What is expected:
In the material below, the lines from the one containing "positive clicks: (1012, 82)" through the one containing "negative clicks: (1019, 124) (1007, 60)" are to be given again exactly, ends included, and no others.

++++ Exercise material

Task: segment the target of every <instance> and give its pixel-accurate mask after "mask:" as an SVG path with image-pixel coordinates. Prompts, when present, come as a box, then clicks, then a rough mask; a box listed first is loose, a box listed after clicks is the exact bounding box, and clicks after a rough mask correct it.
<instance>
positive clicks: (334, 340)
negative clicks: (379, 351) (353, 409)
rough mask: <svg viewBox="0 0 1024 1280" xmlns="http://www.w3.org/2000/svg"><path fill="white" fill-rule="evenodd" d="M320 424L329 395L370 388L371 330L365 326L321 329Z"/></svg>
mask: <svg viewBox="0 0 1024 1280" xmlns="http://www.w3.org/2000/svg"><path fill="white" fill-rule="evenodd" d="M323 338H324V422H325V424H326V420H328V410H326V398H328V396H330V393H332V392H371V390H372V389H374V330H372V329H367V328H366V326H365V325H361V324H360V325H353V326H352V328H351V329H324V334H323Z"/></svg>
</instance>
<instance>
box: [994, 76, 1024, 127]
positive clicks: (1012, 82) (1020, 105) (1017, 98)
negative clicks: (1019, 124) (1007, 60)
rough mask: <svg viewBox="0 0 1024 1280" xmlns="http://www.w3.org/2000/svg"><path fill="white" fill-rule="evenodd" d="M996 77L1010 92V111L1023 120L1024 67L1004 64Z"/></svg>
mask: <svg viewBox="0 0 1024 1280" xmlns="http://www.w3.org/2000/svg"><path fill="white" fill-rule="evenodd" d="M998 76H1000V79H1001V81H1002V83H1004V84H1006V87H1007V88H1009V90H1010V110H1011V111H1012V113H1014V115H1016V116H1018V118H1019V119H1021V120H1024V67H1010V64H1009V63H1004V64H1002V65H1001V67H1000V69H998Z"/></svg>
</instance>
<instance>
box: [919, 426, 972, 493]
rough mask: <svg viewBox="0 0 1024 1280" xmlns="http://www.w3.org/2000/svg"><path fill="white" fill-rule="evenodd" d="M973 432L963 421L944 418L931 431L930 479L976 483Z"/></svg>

++++++++

Response to the task:
positive clicks: (1012, 82) (1020, 105) (1017, 98)
negative clicks: (1019, 124) (1007, 60)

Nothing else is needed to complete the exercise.